What you will do: Can you rewrite the stretch from the line containing "Practice step: locate the foliage" through the line containing "x=675, y=834", changing "foliage" to "greenery" and leaving everything else as it is?

Provided information:
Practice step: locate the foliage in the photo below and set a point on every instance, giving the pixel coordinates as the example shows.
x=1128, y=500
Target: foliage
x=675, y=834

---

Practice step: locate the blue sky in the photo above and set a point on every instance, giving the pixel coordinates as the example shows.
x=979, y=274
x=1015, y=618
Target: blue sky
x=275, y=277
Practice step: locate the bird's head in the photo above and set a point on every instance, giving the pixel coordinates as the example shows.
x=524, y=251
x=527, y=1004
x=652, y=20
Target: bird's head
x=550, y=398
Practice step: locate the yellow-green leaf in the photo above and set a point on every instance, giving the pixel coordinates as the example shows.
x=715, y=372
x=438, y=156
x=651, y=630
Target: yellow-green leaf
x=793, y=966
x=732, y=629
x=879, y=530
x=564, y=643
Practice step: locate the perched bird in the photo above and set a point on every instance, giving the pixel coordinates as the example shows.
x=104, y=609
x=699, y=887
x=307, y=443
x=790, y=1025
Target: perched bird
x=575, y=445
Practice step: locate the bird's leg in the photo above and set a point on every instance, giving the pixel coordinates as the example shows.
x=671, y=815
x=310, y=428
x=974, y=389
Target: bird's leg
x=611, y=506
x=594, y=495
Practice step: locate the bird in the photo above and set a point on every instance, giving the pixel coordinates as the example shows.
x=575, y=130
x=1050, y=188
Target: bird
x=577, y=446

Solution:
Practice step: locate the greenery in the photo below and set a point on every instance, giving the pixel coordinates as the example shows.
x=1128, y=500
Target: greenery
x=675, y=834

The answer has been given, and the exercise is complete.